--- BEGIN ENTRIES SUPPLIED ---

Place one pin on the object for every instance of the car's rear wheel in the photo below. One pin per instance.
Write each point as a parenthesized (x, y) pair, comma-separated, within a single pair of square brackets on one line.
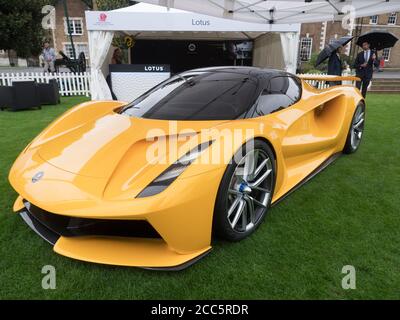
[(356, 130), (245, 192)]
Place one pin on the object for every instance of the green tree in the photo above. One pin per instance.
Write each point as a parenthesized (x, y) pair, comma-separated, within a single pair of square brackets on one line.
[(105, 5), (21, 26)]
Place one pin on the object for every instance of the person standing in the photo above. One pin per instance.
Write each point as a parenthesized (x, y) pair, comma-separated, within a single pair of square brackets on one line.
[(364, 65), (49, 57), (335, 66)]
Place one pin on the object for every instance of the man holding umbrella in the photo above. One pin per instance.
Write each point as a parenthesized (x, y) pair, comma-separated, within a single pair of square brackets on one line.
[(364, 65), (367, 59)]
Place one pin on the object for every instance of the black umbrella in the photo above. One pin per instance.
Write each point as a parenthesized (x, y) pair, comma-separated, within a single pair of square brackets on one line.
[(378, 40), (332, 47)]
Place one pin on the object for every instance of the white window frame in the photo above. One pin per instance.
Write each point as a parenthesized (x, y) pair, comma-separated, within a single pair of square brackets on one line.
[(392, 15), (373, 19), (310, 40), (76, 47), (388, 50), (72, 20)]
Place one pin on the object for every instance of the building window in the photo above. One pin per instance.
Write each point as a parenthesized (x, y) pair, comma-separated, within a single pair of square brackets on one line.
[(386, 54), (305, 49), (373, 19), (79, 47), (392, 18), (76, 25)]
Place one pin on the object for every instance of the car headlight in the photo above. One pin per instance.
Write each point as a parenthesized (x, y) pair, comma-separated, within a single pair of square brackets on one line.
[(173, 171)]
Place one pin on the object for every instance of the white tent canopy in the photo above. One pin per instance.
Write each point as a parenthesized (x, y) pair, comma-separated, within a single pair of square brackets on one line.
[(148, 21), (283, 11)]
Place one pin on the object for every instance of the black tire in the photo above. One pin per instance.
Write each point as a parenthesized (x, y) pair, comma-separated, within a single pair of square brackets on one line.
[(222, 227), (350, 145)]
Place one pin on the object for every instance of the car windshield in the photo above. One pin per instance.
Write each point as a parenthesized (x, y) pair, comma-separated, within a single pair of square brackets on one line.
[(197, 96)]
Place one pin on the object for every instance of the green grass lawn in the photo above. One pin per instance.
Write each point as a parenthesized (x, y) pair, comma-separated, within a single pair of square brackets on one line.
[(347, 215)]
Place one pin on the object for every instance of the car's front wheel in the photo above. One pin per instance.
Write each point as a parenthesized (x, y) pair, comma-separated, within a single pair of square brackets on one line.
[(245, 192)]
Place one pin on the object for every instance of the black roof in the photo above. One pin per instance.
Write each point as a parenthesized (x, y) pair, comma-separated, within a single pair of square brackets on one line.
[(253, 71)]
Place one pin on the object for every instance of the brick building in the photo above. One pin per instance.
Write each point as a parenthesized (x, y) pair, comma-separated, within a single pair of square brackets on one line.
[(59, 37), (314, 36)]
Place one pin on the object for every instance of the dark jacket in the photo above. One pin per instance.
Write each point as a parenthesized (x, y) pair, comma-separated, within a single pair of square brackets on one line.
[(334, 65), (365, 73)]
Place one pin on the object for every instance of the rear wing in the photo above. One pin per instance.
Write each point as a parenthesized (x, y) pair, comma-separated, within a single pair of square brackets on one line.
[(323, 77)]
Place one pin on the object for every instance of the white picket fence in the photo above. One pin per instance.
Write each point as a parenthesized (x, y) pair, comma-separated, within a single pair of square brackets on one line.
[(70, 84), (324, 84)]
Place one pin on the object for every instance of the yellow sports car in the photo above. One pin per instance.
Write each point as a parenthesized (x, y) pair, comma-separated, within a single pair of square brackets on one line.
[(204, 153)]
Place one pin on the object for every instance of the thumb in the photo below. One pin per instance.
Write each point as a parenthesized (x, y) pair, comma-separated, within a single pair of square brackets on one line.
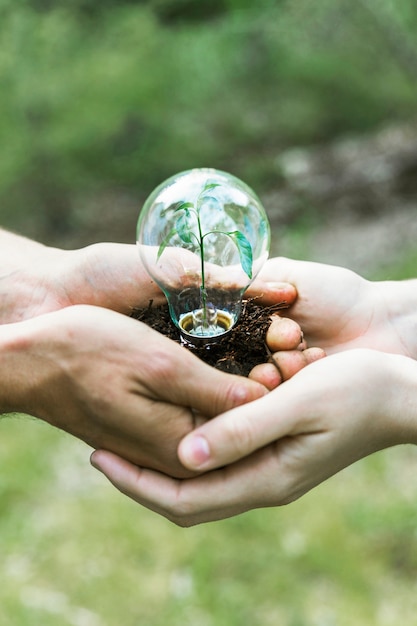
[(211, 391)]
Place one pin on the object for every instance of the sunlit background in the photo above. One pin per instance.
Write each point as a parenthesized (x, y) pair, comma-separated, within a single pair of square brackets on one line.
[(313, 104)]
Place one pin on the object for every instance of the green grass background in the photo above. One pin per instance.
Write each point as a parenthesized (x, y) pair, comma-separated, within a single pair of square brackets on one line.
[(117, 95), (75, 552)]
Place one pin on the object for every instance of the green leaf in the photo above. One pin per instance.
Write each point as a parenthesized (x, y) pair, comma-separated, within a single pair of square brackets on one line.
[(245, 251), (208, 187), (183, 206), (165, 242), (183, 227)]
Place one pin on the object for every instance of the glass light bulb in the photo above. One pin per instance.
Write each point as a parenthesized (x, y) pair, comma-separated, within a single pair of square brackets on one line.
[(203, 236)]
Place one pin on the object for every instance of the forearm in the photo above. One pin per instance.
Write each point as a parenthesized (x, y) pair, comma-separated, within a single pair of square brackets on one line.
[(26, 284), (400, 302), (37, 279)]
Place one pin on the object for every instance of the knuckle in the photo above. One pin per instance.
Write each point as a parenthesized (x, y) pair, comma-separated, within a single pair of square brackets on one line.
[(240, 434)]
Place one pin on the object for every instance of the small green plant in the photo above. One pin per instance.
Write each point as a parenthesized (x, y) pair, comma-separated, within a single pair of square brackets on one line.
[(183, 228)]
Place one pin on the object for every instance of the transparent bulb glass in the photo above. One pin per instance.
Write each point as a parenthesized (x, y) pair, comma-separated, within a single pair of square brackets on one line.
[(203, 236)]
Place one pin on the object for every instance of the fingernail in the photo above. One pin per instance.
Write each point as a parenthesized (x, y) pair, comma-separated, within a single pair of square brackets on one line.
[(195, 452), (93, 461)]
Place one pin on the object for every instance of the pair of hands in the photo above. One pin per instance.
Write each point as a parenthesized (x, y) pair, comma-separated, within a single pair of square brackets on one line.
[(98, 375), (101, 376), (330, 414)]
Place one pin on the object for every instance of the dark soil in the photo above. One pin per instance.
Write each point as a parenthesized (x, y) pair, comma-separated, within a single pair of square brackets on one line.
[(238, 351)]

--- END ENTRIES SUPPLIED ---

PROBLEM REQUIREMENTS:
Rewrite the lines starting with the line that contains "the car headlight" and going on through the line that contains "[(173, 171)]", requests included, and give only those lines. Multiply every point coordinate in the answers by 1.65 and round to whole numbers with halves going up, but leave the requests unchanged.

OUTPUT OF THE TASK:
Place one pin on the object for every instance of the car headlight in the photo above. One pin per instance.
Write each point as a parenthesized (x, y) pair, comma-separated, within a single pair of square brackets on one line.
[(285, 282)]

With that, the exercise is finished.